Do this: Extract every line of the items below and reproduce each one verbatim, keeping the original order.
┄┄┄┄┄┄┄┄┄┄┄┄┄┄┄┄┄┄┄┄
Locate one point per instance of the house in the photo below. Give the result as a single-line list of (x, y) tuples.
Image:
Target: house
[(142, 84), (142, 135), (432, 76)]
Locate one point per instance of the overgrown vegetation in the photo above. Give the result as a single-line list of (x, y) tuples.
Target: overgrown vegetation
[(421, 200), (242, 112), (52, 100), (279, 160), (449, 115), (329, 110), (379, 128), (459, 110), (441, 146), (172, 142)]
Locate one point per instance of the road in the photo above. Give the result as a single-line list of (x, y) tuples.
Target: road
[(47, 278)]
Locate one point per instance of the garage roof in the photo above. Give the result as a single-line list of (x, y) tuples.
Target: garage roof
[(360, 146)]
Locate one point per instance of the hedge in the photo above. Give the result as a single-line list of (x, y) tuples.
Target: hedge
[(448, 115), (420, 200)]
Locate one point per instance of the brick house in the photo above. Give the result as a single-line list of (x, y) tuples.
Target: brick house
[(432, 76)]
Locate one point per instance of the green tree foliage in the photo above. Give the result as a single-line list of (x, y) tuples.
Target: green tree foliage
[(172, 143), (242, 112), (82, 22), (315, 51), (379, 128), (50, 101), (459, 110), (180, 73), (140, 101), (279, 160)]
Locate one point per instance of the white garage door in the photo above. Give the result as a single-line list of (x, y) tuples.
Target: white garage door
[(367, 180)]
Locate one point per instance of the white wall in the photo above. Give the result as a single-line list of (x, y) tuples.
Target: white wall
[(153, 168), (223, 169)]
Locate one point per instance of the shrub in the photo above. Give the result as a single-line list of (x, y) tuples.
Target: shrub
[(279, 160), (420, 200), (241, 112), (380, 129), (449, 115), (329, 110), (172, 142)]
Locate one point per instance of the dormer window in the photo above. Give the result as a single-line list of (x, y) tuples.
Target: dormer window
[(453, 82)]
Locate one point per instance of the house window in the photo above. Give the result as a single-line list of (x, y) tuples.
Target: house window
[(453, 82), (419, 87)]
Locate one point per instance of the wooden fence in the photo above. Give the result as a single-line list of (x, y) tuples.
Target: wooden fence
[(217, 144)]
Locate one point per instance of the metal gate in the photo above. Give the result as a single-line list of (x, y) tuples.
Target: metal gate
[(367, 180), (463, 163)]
┄┄┄┄┄┄┄┄┄┄┄┄┄┄┄┄┄┄┄┄
Full response:
Locate one point per instance of the house in the photo below. Give the result as a single-line list of (x, y) tuples.
Image:
Target: house
[(142, 84), (142, 135), (432, 76)]
Locate one point per instance of the overgrown vegetation in the photo above. Give the result as a single-line list of (x, y) tuples.
Target: overgrown vegetation
[(421, 200), (242, 112), (52, 100), (279, 160), (449, 115), (329, 110), (379, 128), (459, 110), (441, 146), (172, 142)]
Locate one point per instance of the road in the photo above. Give the result as a single-line list of (x, y) tuples.
Target: road
[(47, 278)]
Locate one point per instance of the garage roof in the photo above. Give the result as a single-line list of (x, y) tuples.
Target: garage roof
[(360, 146)]
Locate one point per instance of the hedge in the photo above. Give the result as a single-line list of (x, y) tuples.
Target: hedge
[(448, 115), (420, 200)]
Locate one point per instance of the brick house in the photo above. Give the result as a single-line list of (x, y) tuples.
Target: brick house
[(432, 76)]
Locate one point per instance of the green tree foliage in the photo above. Give the result as a single-line list of (x, y) tuples.
Target: green tree foliage
[(172, 143), (242, 112), (82, 22), (315, 51), (379, 128), (50, 101), (459, 110), (180, 73), (140, 101), (279, 160)]
Locate one point per instance of the white garage door in the photo above. Give the result as a single-line list of (x, y) tuples.
Target: white garage door
[(367, 180)]
Locate one point per instance of the white wall in the photo above. Give the result as a single-line list of (x, y) tuples.
Target: white wall
[(153, 168), (223, 169)]
Locate one point per instance of the shrub in the photo above. Give the result as a single-line list of (x, y) tuples.
Target: shrub
[(279, 160), (420, 200), (241, 112), (380, 129), (449, 115), (329, 110), (172, 142)]
Locate one point per instance of the dormer window in the photo above. Give the result as a single-line list of (x, y) tuples.
Target: dormer window
[(453, 82)]
Locate one point per instance of the house window in the photo above. Give the result as a single-line list of (x, y) tuples.
Target: house window
[(453, 82), (419, 87)]
Locate one point per instance of the wooden fence in the photo above. Give the result as a single-line list of (x, y) tuples.
Target: wooden fence
[(217, 144)]
Locate one point per instance of the metal gate in the photo above. Give the result as a single-line list of (x, y) tuples.
Target: metal gate
[(367, 180), (463, 163)]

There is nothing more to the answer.